Goal of the exercise: Switch "cameraman" to "camera operator" in the lines from the one containing "Tag a single point on each instance of the dark" through the end of the records, and give only those lines back with nothing else changed and the pictures left out.

Input records:

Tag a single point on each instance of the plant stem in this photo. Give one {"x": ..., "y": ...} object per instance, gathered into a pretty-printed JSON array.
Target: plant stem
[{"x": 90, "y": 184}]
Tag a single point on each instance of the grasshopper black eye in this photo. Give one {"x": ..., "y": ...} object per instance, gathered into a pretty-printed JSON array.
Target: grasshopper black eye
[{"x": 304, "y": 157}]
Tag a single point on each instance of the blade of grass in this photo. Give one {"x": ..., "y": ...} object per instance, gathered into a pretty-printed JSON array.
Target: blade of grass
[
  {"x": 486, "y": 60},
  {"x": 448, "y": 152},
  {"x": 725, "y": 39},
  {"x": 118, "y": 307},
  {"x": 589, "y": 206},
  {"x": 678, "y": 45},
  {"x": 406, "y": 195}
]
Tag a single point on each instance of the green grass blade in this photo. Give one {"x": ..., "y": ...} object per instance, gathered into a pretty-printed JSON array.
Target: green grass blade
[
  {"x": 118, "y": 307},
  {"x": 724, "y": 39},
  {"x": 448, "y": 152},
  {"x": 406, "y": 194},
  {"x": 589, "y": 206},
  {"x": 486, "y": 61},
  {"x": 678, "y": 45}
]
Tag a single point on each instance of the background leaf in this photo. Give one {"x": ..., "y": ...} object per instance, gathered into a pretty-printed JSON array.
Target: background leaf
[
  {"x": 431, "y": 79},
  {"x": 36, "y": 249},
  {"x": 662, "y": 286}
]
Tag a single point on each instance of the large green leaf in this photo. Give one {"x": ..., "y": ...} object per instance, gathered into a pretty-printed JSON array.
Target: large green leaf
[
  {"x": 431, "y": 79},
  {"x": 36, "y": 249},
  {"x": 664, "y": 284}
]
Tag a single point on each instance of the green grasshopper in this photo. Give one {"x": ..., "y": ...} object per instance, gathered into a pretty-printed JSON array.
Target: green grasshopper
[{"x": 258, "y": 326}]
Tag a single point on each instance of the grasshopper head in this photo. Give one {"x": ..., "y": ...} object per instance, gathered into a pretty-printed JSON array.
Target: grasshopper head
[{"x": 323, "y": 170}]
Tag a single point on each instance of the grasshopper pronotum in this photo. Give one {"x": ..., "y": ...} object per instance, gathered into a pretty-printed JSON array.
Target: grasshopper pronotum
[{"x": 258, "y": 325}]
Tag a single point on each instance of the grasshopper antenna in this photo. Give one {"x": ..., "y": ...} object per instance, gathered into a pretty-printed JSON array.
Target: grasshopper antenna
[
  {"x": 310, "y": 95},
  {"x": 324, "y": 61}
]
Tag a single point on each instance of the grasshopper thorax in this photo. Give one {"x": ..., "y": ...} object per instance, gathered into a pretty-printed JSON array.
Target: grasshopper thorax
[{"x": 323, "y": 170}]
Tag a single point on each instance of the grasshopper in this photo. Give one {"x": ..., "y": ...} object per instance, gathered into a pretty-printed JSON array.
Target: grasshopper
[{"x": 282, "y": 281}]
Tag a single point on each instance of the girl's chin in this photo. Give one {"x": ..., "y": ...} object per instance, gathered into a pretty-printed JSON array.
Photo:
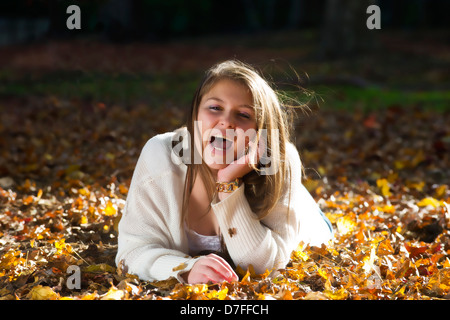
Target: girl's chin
[{"x": 217, "y": 159}]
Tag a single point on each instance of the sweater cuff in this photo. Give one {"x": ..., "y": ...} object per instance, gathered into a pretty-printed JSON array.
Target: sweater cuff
[{"x": 240, "y": 227}]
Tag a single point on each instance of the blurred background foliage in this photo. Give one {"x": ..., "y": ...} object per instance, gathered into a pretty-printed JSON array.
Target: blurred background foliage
[{"x": 155, "y": 51}]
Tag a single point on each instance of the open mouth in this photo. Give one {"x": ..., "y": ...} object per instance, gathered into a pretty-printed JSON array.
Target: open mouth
[{"x": 220, "y": 143}]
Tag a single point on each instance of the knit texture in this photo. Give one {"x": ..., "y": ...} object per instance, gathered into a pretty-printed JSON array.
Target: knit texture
[{"x": 154, "y": 246}]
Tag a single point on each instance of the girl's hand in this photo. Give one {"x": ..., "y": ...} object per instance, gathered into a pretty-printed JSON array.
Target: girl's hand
[{"x": 210, "y": 268}]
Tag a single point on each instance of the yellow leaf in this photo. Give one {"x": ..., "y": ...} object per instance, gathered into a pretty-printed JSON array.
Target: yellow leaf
[
  {"x": 113, "y": 294},
  {"x": 430, "y": 202},
  {"x": 28, "y": 200},
  {"x": 181, "y": 266},
  {"x": 100, "y": 268},
  {"x": 42, "y": 293},
  {"x": 345, "y": 225},
  {"x": 340, "y": 294},
  {"x": 110, "y": 210},
  {"x": 383, "y": 184}
]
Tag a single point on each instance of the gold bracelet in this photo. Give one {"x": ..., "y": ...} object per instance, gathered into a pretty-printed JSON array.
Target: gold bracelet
[{"x": 228, "y": 187}]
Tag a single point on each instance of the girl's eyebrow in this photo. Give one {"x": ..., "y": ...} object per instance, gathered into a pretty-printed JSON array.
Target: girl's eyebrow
[{"x": 220, "y": 100}]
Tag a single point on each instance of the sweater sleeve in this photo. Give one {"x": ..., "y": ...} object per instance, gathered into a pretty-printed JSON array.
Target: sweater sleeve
[
  {"x": 151, "y": 242},
  {"x": 268, "y": 243}
]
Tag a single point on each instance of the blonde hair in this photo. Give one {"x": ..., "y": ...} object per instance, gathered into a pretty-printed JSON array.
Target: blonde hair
[{"x": 262, "y": 191}]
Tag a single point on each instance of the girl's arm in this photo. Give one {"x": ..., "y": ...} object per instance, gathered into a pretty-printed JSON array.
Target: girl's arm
[
  {"x": 150, "y": 242},
  {"x": 268, "y": 243}
]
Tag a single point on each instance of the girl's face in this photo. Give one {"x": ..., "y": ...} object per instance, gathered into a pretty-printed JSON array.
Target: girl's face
[{"x": 226, "y": 121}]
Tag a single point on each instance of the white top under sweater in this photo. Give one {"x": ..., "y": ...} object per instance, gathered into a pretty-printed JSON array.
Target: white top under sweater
[{"x": 154, "y": 246}]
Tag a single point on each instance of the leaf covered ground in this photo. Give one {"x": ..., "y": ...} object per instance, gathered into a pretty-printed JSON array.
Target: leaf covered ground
[{"x": 381, "y": 176}]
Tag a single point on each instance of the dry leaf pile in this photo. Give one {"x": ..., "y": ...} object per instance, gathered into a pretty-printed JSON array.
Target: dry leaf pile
[{"x": 382, "y": 178}]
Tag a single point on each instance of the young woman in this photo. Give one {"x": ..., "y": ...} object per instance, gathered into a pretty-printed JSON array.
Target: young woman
[{"x": 223, "y": 191}]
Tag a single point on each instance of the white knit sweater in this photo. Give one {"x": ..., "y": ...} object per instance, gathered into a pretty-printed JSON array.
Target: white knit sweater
[{"x": 154, "y": 246}]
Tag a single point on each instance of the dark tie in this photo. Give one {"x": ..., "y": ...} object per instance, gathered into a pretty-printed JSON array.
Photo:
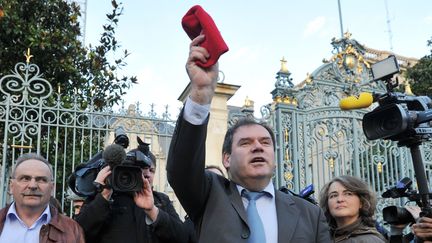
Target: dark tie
[{"x": 255, "y": 223}]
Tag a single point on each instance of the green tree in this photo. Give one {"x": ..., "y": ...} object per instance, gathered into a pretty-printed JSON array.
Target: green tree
[
  {"x": 421, "y": 75},
  {"x": 50, "y": 28}
]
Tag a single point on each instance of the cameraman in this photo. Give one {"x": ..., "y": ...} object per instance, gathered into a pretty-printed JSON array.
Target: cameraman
[
  {"x": 423, "y": 229},
  {"x": 146, "y": 216}
]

Answer for this exercise:
Tag a single point on each instance of the dark tie in this photo. Give one {"x": ..., "y": ...} object per instance, gathered into a pretty-printed JSON array.
Photo:
Target: dark tie
[{"x": 255, "y": 223}]
Tag a single point on each instance of the green tree in this photo. Give one {"x": ..., "y": ...} object per instance, gathered into a pretty-printed JSON array.
Target: green tree
[
  {"x": 421, "y": 75},
  {"x": 50, "y": 28}
]
Tag a single point on each instance of the camera operator in this photo. Give one {"x": ..., "y": ...} object per instance, gathered into a pretty-printed JSON array.
Target: camera operator
[
  {"x": 423, "y": 229},
  {"x": 146, "y": 216}
]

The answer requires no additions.